__EXERCISE GOAL__: Every record below must be retyped exactly, with the pictures left out.

Natural language region descriptions:
◆ ◆ ◆ ◆

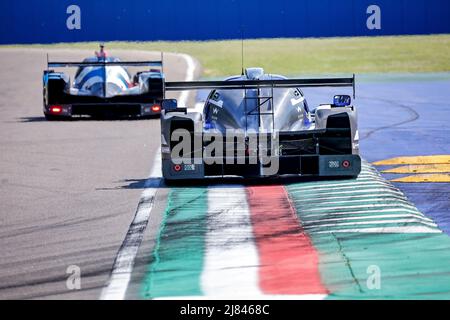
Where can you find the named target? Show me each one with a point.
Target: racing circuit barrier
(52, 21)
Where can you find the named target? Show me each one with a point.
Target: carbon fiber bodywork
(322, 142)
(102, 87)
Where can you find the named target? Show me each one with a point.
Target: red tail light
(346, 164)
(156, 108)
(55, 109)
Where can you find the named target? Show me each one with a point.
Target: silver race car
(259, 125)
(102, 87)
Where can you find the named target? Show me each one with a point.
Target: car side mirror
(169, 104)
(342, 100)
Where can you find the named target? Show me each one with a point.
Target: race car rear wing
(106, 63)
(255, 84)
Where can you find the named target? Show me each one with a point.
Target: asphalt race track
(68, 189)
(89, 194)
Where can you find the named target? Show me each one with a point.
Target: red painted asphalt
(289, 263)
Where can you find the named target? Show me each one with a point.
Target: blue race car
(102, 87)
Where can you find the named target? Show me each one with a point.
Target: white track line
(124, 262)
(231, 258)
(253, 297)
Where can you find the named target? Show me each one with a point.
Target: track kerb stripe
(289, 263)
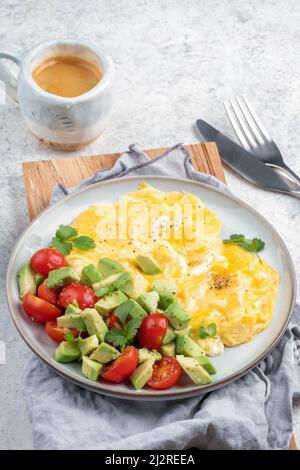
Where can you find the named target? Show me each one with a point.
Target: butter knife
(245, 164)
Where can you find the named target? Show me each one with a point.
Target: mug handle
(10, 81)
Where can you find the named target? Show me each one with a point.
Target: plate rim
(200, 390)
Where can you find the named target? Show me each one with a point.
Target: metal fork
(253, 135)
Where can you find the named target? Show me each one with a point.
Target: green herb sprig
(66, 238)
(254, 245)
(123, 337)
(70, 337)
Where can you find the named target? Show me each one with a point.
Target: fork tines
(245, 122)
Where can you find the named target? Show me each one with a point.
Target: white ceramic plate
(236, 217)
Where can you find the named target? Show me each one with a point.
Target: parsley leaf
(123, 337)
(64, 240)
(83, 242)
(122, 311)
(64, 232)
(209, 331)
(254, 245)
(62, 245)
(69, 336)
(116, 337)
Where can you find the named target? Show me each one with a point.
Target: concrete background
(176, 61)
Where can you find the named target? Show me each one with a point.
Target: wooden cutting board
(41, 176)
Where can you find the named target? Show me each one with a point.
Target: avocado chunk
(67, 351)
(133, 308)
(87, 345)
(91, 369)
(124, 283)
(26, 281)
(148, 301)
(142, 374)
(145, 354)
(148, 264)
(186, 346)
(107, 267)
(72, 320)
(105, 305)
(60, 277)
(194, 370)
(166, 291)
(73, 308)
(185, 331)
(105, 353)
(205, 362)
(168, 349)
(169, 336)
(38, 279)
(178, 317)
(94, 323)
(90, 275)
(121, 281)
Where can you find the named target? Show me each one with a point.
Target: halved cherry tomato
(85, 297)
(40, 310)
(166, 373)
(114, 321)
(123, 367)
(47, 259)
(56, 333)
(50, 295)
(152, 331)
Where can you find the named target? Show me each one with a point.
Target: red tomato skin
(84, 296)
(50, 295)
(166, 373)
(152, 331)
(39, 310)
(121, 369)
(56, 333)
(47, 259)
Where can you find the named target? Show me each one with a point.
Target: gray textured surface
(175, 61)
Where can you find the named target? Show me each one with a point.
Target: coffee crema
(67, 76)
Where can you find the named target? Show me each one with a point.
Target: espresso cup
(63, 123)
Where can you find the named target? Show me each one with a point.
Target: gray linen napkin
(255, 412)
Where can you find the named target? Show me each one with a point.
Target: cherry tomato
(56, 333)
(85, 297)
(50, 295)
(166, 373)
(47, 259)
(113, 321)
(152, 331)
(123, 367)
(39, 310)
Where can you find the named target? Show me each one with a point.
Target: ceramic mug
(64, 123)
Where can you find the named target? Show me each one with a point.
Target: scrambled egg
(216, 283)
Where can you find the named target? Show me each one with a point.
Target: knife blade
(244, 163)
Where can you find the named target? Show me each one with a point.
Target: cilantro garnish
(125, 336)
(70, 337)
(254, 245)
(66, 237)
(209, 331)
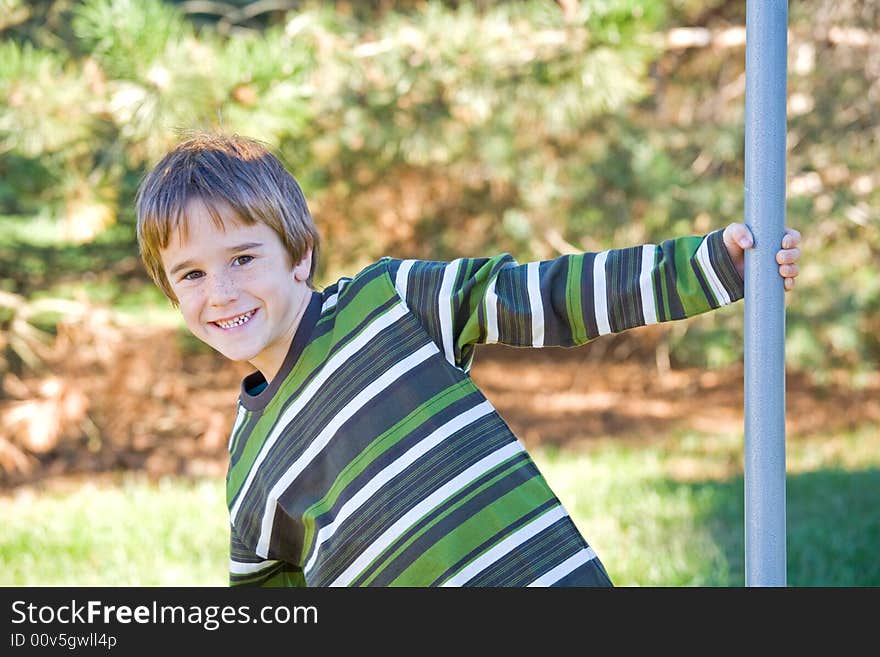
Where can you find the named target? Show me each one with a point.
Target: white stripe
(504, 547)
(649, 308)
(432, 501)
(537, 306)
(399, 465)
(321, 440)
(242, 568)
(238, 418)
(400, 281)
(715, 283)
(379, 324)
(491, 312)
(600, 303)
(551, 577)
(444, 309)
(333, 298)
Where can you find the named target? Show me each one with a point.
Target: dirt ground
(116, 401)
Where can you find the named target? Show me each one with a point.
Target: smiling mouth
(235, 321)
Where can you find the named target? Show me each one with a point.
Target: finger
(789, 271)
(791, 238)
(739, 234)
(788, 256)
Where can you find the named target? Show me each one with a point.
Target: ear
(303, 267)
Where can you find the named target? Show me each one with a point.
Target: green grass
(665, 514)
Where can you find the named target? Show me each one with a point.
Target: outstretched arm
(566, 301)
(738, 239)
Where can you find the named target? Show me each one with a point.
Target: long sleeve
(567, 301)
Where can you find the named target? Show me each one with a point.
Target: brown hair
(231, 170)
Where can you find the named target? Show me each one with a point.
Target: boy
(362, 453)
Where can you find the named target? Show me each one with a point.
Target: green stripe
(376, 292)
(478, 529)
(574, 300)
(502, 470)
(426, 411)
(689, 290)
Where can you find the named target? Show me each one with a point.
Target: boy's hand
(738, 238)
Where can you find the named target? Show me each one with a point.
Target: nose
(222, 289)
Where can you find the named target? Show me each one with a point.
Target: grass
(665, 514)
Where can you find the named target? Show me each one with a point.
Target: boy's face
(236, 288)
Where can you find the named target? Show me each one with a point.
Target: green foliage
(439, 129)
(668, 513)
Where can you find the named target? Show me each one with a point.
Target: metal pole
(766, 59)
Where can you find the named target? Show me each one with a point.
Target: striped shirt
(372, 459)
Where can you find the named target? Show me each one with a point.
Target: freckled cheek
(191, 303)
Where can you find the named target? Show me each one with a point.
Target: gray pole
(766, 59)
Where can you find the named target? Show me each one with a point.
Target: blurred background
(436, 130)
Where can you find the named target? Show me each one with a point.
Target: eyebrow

◆ ◆ ◆ ◆

__SOLVED EXERCISE__:
Where can you find the named target? Show me each one with a point.
Target: racing circuit barrier
(52, 21)
Where can you find the named target? Show me each one with a point.
Target: carbon fiber bodywork
(322, 142)
(102, 87)
Where can you find the named target? Show me each one with a point.
Target: red tail light
(346, 164)
(156, 108)
(55, 109)
Where can you find the named target? Show me each one with a point.
Target: silver race car
(259, 125)
(102, 87)
Where can you find the named target? Show me each one with a point.
Target: car side mirror
(169, 104)
(342, 100)
Where can you find the named target? Show me each one with a point.
Target: race car rear wing
(106, 63)
(255, 84)
Where can you find the named target? Show me each one with a point.
Target: asphalt race track
(68, 189)
(89, 194)
Where can you find the named target? Show me each one with a point.
Target: red painted asphalt
(289, 263)
Where can you find the named target? Show me each one with a point.
Target: blue race car
(102, 87)
Where can you find the named target? Show me each one with a point.
Target: white track line
(124, 262)
(231, 258)
(253, 297)
Where can you find the named target? Show me each one with a point.
Target: track kerb stripe
(289, 263)
Where can you find the named target? Show me each one with a point.
Target: butter knife
(245, 164)
Where can you find the named target? Show me each one with a point.
Target: mug handle
(10, 81)
Where can you find the named target? Show me each one with a point.
Target: plate rim
(200, 390)
Where can you find the named target? Show me each one with a point.
Target: metal fork
(253, 135)
Where can you find the named target? Show me each one with a point.
Target: green herb sprig
(66, 238)
(254, 245)
(123, 337)
(70, 337)
Where can you find the named target? Show me each one with a point.
Target: fork tines
(245, 122)
Where can you find the named target? Show me each one with a point.
Target: white ceramic plate
(236, 217)
Where can you find the named target? Show me each one with a point.
Target: parsley leaf
(123, 337)
(64, 240)
(83, 242)
(122, 311)
(64, 232)
(209, 331)
(254, 245)
(62, 245)
(69, 336)
(116, 337)
Where can you find the named target? Show me each one with a point.
Target: concrete background
(176, 61)
Where can you find the named target? Show me each one with a point.
Target: wooden cutting board
(41, 176)
Where can you find the named target? Show me each one with a point.
Target: avocado chunk
(67, 351)
(133, 308)
(87, 345)
(91, 369)
(124, 283)
(26, 281)
(148, 301)
(142, 374)
(145, 354)
(148, 264)
(186, 346)
(107, 267)
(72, 320)
(105, 305)
(60, 277)
(194, 370)
(166, 291)
(73, 308)
(185, 331)
(105, 353)
(205, 362)
(168, 349)
(169, 336)
(38, 279)
(178, 317)
(94, 323)
(90, 275)
(121, 281)
Where can you find the named target? Show me each one with a point.
Target: halved cherry tomato
(85, 297)
(40, 310)
(166, 373)
(114, 321)
(123, 367)
(47, 259)
(56, 333)
(50, 295)
(152, 331)
Where can you find the named target? Show me each one with a point.
Target: red tomato skin
(84, 296)
(50, 295)
(166, 373)
(152, 331)
(39, 310)
(121, 369)
(56, 333)
(47, 259)
Where can you find the named target? Show me each one with a point.
Target: gray textured surface
(175, 61)
Where can you find the named target? Show me each one with a point.
Target: coffee crema
(67, 76)
Where can you find the named target? Show me each one with a point.
Target: espresso cup
(63, 123)
Where can you find the named target? Show me each one with a point.
Target: gray linen napkin
(255, 412)
Where can you find the named target? Show me each one with a point.
Target: cherry tomato
(56, 333)
(85, 297)
(50, 295)
(166, 373)
(47, 259)
(113, 321)
(152, 331)
(123, 367)
(39, 310)
Where can you find the named target? Show me each one with a point.
Target: ceramic mug
(64, 123)
Where can you find the named target? Show me each one with a point.
Target: scrambled egg
(216, 283)
Where can you find the named target? Show me each one with a point.
Target: knife blade
(244, 163)
Where can you find the named target? Show me each one with a point.
Target: cilantro garnish
(125, 336)
(70, 337)
(254, 245)
(66, 237)
(209, 331)
Where can you find the named target? Show me each one with a point.
Target: white stripe
(504, 547)
(649, 308)
(432, 501)
(537, 306)
(399, 465)
(321, 440)
(242, 568)
(238, 418)
(400, 281)
(715, 283)
(379, 324)
(491, 312)
(600, 303)
(551, 577)
(444, 309)
(333, 298)
Where can you find the named target? Show me each one with a point.
Target: dirt ground
(116, 401)
Where can you find the named target? Show me each one with a point.
Target: smiling mouth
(235, 321)
Where can you find the named target? Show me each one with a point.
Target: finger
(789, 271)
(791, 238)
(739, 234)
(788, 256)
Where can you find the named target? Show me each one with a point.
Target: ear
(303, 267)
Where can you find the named target? Show me each one with a point.
Target: green grass
(665, 514)
Where can you find the named target? Show me each one with a point.
Target: outstretched arm
(566, 301)
(738, 239)
Where can you find the named target? Show me each one with a point.
Target: long sleeve
(567, 301)
Where can you find the named target? Show me each one with a point.
Target: brown hair
(231, 170)
Where can you find the named target? Show me each one with a point.
Target: boy
(362, 453)
Where can you find the named target? Show me each one with a point.
Target: green stripe
(376, 292)
(478, 529)
(574, 300)
(502, 470)
(426, 411)
(689, 290)
Where can you find the named target? Show me each one with a point.
Target: boy's hand
(738, 238)
Where can you find the named target? Show me each one with a point.
Target: nose
(222, 289)
Where can you find the named target? Show me each one with a point.
Target: grass
(665, 514)
Where can you find the named target? Show me each one with a point.
Target: boy's face
(236, 288)
Where can you find the named target? Show me each one with a point.
Target: green foliage
(439, 129)
(668, 513)
Where can you find the named target? Show me each one with a point.
Target: metal pole
(766, 59)
Where can you find the named target? Show me each one with a point.
Target: striped shirt
(372, 459)
Where can you find the named target? Show me each one with a point.
Target: freckled cheek
(191, 303)
Where can you find the named target? Show me each one with a point.
Target: gray pole
(766, 59)
Where can you find the named target? Show me each one with a point.
Target: blurred background
(436, 130)
Where can you find the named target? Show me each one with a point.
Target: eyebrow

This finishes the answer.